Excerpt:
+-------+

Martine Ferguson & John Ihrie

2024-10-22

Introduction

The MPN package computes the Most Probable Number (i.e. microbial density) and other microbial enumeration metrics derived from serial dilutions.

mpn()

MPN includes the mpn() function to estimate the Most Probable Number (MPN), its variance and confidence interval, and Blodgett’s (2, 3, 4) Rarity Index (RI).

The user inputs the number of dilutions, number of tubes, number of positive tubes, amount of inocula, confidence level, and confidence interval method.

Maximum Likelihood Estimation

As discussed in the references, MPN is estimated by maximizing likelihood. Combining the notaton of Blodgett (2) and Jarvis et al. (7), we write the likelihood function as:

\[L = L(\lambda; x_i, n_i, z_i, i = 1,...,k) = \prod_{i=1}^k \binom{n_i}{x_i} {(1-exp(-{\lambda}{z_i}))} ^ {x_i} {(exp(-{\lambda}{z_i}))} ^ {n_i-x_i}\]

where

As an R function:

#likelihood
L <- function(lambda, positive, tubes, amount) {
  binom_coef <- choose(tubes, positive)
  exp_term   <- exp(-lambda * amount)
  prod(binom_coef * ((1 - exp_term) ^ positive) * exp_term ^ (tubes - positive))
}
L_vec <- Vectorize(L, "lambda")

As is typical of maximum likelihood approaches, mpn() uses the score function (derivative of the log-likelihood) to solve for \(\hat{\lambda}\), the maximum likelihood estimate (MLE) of \(\lambda\) (i.e., the point estimate of MPN). However, let’s demonstrate what is happening in terms of the likelihood function itself. Assume we have 10g of undiluted inoculum in each of 3 tubes. Now we use a 10-fold dilution twice (i.e., the relative dilution levels are 1, .1, .01). Also assume that exactly 1 of the 3 tubes is positive at each dilution level:

#MPN calculation
library(MPN)
my_positive <- c(1, 1, 1) #xi
my_tubes    <- c(3, 3, 3) #ni
my_amount   <- 10 * c(1, .1, .01)  #zi
(my_mpn <- mpn(my_positive, my_tubes, my_amount))
#> $MPN
#> [1] 0.1118255
#> 
#> $MPN_adj
#> [1] 0.08725827
#> 
#> $variance
#> [1] 0.00431064
#> 
#> $var_log
#> [1] 0.3447151
#> 
#> $conf_level
#> [1] 0.95
#> 
#> $CI_method
#> [1] "Jarvis"
#> 
#> $LB
#> [1] 0.03538176
#> 
#> $UB
#> [1] 0.3534288
#> 
#> $RI
#> [1] 0.005814327

If we plot the likelihood function, we see that \(\hat{\lambda}\) maximizes the likelihood:

my_mpn$MPN
#> [1] 0.1118255
lambda <- seq(0, 0.5, by = .001)
my_L   <- L_vec(lambda, my_positive, my_tubes, my_amount)
plot(lambda, my_L, type = "l", ylab = "Likelihood", main = "Maximum Likelihood")
abline(v = my_mpn$MPN, lty = 2, col = "red")

+-------+

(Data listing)
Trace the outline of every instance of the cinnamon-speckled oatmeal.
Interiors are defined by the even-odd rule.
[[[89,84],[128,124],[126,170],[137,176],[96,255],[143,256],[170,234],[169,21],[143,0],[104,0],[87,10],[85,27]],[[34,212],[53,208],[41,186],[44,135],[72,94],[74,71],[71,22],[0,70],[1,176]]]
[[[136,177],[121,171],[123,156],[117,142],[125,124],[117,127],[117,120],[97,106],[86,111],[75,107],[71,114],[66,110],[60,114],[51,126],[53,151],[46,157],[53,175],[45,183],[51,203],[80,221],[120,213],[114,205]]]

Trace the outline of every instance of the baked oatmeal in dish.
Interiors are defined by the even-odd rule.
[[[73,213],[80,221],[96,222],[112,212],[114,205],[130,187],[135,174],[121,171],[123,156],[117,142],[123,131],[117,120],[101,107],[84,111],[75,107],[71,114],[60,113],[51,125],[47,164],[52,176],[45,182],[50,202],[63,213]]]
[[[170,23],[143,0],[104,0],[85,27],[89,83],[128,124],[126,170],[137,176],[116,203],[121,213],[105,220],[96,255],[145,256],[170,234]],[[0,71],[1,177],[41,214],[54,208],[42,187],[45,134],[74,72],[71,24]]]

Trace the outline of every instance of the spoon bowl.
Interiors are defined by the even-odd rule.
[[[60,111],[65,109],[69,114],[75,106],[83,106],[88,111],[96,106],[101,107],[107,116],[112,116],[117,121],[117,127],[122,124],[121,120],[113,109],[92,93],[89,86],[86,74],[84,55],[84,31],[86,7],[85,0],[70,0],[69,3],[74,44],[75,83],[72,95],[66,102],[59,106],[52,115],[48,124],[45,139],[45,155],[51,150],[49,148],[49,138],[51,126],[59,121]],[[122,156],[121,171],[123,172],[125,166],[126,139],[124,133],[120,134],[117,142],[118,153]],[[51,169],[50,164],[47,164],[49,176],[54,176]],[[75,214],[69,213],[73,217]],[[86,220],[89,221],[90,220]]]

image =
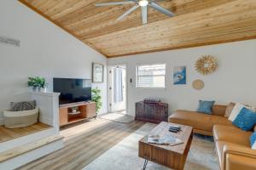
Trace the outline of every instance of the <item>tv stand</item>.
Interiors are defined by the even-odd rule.
[[[73,108],[77,110],[73,111]],[[60,126],[96,116],[95,102],[78,102],[60,105]]]

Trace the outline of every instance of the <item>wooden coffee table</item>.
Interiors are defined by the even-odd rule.
[[[148,144],[147,142],[148,136],[145,136],[139,141],[139,156],[145,159],[143,169],[146,168],[148,161],[173,169],[183,169],[193,139],[193,128],[192,127],[179,125],[182,131],[177,133],[170,133],[169,128],[172,124],[162,122],[149,134],[160,134],[161,136],[171,133],[183,143],[173,146]]]

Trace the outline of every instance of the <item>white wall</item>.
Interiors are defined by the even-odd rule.
[[[0,2],[0,36],[20,40],[20,48],[0,43],[0,120],[10,101],[28,99],[28,76],[46,77],[52,89],[53,77],[91,78],[92,62],[107,64],[104,56],[16,0]],[[94,85],[102,91],[101,112],[107,112],[106,75],[104,83]]]
[[[219,68],[212,75],[202,76],[195,71],[195,62],[204,54],[213,55]],[[137,64],[166,63],[166,89],[136,88]],[[160,98],[169,104],[169,112],[177,109],[195,110],[199,99],[216,100],[227,105],[230,101],[256,106],[256,40],[125,56],[108,60],[108,65],[126,64],[128,82],[128,113],[135,116],[135,102],[148,97]],[[187,85],[173,85],[174,66],[187,66]],[[202,90],[192,88],[192,82],[201,79]]]

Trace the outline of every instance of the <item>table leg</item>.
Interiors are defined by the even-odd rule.
[[[143,167],[143,170],[146,169],[147,167],[147,164],[148,164],[148,160],[145,159],[145,162],[144,162],[144,167]]]

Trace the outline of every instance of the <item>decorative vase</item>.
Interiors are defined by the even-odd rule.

+-------+

The tasks:
A) Answer these from the MPN excerpt:
(i) Which confidence interval method appears in the example output?
(ii) What does mpn() use to solve for the maximum likelihood estimate of lambda?
(iii) How much undiluted inoculum does the example put in each tube?
B) List every input that the MPN excerpt says the user supplies to mpn().
C) Reproduce the passage of the MPN excerpt starting with "Introduction" and going on through "confidence interval method.".
The data listing is separate material, unrelated to the MPN excerpt.

Per-task outputs:
A)
(i) Jarvis
(ii) The score function, the derivative of the log-likelihood
(iii) 10g

B)
- Number of dilutions
- Number of tubes
- Number of positive tubes
- Amount of inocula
- Confidence level
- Confidence interval method

C)
Introduction

The MPN package computes the Most Probable Number (i.e. microbial density) and other microbial enumeration metrics derived from serial dilutions.

mpn()

MPN includes the mpn() function to estimate the Most Probable Number (MPN), its variance and confidence interval, and Blodgett’s (2, 3, 4) Rarity Index (RI).

The user inputs the number of dilutions, number of tubes, number of positive tubes, amount of inocula, confidence level, and confidence interval method.